• _Short problem_:
Retype each of the records below verbatim, line for line, omitting the pictures from your answer.

• _Records for the exercise_:
>>>>
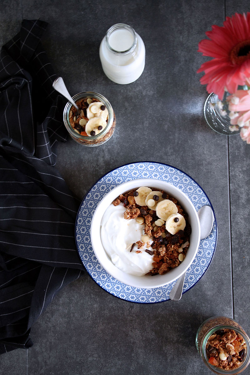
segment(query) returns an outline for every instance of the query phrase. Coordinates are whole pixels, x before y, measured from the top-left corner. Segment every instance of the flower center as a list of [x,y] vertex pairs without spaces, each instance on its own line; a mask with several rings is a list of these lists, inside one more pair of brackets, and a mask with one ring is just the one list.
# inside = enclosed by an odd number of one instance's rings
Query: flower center
[[230,52],[230,57],[234,64],[242,64],[250,58],[250,40],[243,40],[237,44]]

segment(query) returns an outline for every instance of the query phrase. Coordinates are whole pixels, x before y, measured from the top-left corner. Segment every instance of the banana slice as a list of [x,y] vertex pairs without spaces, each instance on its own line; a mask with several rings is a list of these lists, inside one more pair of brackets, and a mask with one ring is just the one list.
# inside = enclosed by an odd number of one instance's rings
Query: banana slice
[[175,234],[186,226],[185,219],[180,213],[173,213],[169,216],[166,222],[166,229],[171,234]]
[[[155,195],[157,195],[157,196],[159,197],[159,199],[157,201],[154,200],[154,197]],[[150,206],[148,204],[148,201],[150,199],[153,199],[154,200],[154,204],[153,206]],[[163,200],[163,198],[162,198],[162,194],[161,193],[160,191],[151,191],[151,193],[150,193],[149,194],[147,195],[147,198],[145,200],[145,202],[149,208],[150,208],[150,210],[154,210],[155,211],[157,204],[159,202],[160,202],[161,201]]]
[[[107,123],[101,116],[89,120],[85,126],[85,131],[89,136],[96,135],[107,126]],[[94,132],[94,134],[92,132]]]
[[93,102],[87,108],[87,117],[89,120],[101,116],[106,121],[108,114],[108,110],[101,102]]
[[146,186],[141,186],[136,190],[138,194],[137,196],[134,196],[135,202],[139,206],[146,206],[145,200],[147,195],[152,191],[152,189]]
[[160,219],[165,221],[169,216],[174,213],[177,213],[178,209],[176,204],[169,199],[165,199],[156,205],[156,214]]

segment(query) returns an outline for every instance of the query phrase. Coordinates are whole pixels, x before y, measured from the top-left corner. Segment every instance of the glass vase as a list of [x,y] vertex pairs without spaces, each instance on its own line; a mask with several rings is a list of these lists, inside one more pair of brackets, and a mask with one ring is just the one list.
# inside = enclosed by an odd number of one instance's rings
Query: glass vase
[[[245,85],[238,86],[238,90],[247,90],[249,88]],[[208,96],[204,106],[204,116],[210,127],[217,133],[225,135],[234,135],[238,134],[241,128],[238,127],[237,130],[232,131],[229,126],[230,123],[229,116],[230,111],[228,109],[228,103],[226,98],[231,95],[227,91],[225,91],[223,98],[220,100],[218,95],[212,93]]]
[[208,96],[204,106],[204,116],[210,127],[217,133],[225,135],[238,134],[240,131],[239,129],[232,132],[229,128],[231,124],[226,98],[230,94],[225,92],[221,101],[217,95],[212,93]]

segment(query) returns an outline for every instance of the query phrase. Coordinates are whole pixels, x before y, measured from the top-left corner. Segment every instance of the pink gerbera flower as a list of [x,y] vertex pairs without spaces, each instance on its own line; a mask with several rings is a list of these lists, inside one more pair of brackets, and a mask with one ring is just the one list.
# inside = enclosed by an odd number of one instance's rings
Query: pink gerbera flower
[[199,44],[199,52],[214,58],[201,65],[200,80],[209,93],[223,97],[225,89],[232,93],[250,76],[250,12],[227,17],[223,26],[212,26],[212,31]]

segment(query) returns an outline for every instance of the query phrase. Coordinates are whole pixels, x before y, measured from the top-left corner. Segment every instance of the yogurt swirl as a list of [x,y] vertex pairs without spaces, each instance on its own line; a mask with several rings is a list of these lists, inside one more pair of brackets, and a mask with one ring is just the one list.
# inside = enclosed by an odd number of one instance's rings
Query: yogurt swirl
<<<<
• _Complete output_:
segment(query) returns an outline for every instance of the query phrase. Coordinates are whole pixels, x before y, measured from the top-left corner. Segment every instance of the flower center as a list of [x,y] vertex pairs without spaces, each instance on its own line; a mask with several rings is a list of these lists, inside one more pair of brackets, and a mask with one ring is just the one list.
# inside = enclosed by an odd number of one instance's rings
Query: flower center
[[230,52],[230,57],[234,64],[242,64],[250,58],[250,40],[243,40],[237,44]]

segment(query) returns an outline for every instance of the query phrase. Coordinates are whole pixels, x before y, measured from the top-left corner. Segment every instance of the banana slice as a list of [x,y] vertex pairs without spaces, each instance on its own line; a mask with several rings is a list of these lists, inside one more pair of brackets, and a mask with one ring is just the one list.
# inside = enclosed by an odd number of one instance's rings
Query: banana slice
[[175,234],[186,226],[185,219],[180,213],[173,213],[169,216],[166,222],[166,229],[171,234]]
[[[155,195],[157,195],[157,196],[159,197],[159,199],[157,201],[154,200],[154,197]],[[150,206],[148,204],[148,201],[150,199],[153,199],[154,200],[154,204],[153,206]],[[163,200],[163,198],[162,198],[162,194],[161,193],[160,191],[151,191],[151,193],[150,193],[149,194],[147,195],[147,198],[145,200],[145,202],[149,208],[150,208],[150,210],[154,210],[155,211],[157,204],[159,202],[160,202],[161,201]]]
[[[107,123],[101,116],[89,120],[85,126],[85,131],[89,136],[96,135],[107,126]],[[94,132],[94,134],[92,132]]]
[[93,102],[87,108],[87,117],[89,120],[101,116],[106,121],[108,114],[108,110],[101,102]]
[[146,186],[141,186],[136,190],[138,194],[137,196],[134,196],[135,202],[139,206],[146,206],[145,200],[147,195],[152,191],[152,189]]
[[160,219],[165,221],[169,216],[174,213],[177,213],[178,209],[176,204],[169,199],[165,199],[156,205],[156,214]]

segment(query) returns an outline for every instance of the query phrase. Coordinates are whole pixels, x before y, measured from the top-left corner. Segment every instance of the glass vase as a list of [x,y] vertex pairs without spaces, each instance on its own line; a mask with several rings is a list of these lists, inside one more pair of brackets, and a mask with one ring is just the one list.
# inside = enclosed by an odd number of one instance's rings
Query: glass vase
[[[245,85],[238,86],[238,90],[247,90],[249,88]],[[208,96],[204,106],[204,116],[210,127],[217,133],[225,135],[234,135],[238,134],[241,128],[238,127],[237,130],[232,131],[229,126],[230,123],[229,116],[230,111],[228,109],[228,103],[226,98],[231,95],[227,91],[225,91],[223,98],[220,100],[218,95],[212,93]]]
[[208,96],[204,106],[204,116],[210,127],[217,133],[225,135],[238,134],[240,131],[239,129],[232,132],[229,128],[231,124],[226,98],[230,94],[225,92],[221,101],[217,95],[212,93]]

segment(query) returns an outline for every instance of the query phrase. Coordinates are whole pixels, x before y, measured from the top-left corner. Segment every instance of the pink gerbera flower as a list of [x,y] vertex pairs without spaces, each instance on its own line; a mask with several rings is a list of these lists, inside one more pair of brackets, and a mask with one ring is just the one list.
# inside = enclosed by an odd number of one instance's rings
Query: pink gerbera flower
[[199,44],[199,52],[214,58],[201,65],[200,80],[209,93],[223,97],[225,89],[232,93],[250,76],[250,12],[227,17],[223,26],[212,26],[212,31]]

segment(query) returns an outline for every instance of the query phrase. Coordinates are whole pixels, x before y, measured from the top-left corner. Segment every instance of the yogurt swirl as a list of [x,y] vertex pairs without spaces, each instance on its own line; a mask with several rings is a list of these lists, inside one more pair of brackets, and a mask with one ring is just the one list.
# inside = enclosed by an odd number of one instance's rings
Query: yogurt swirl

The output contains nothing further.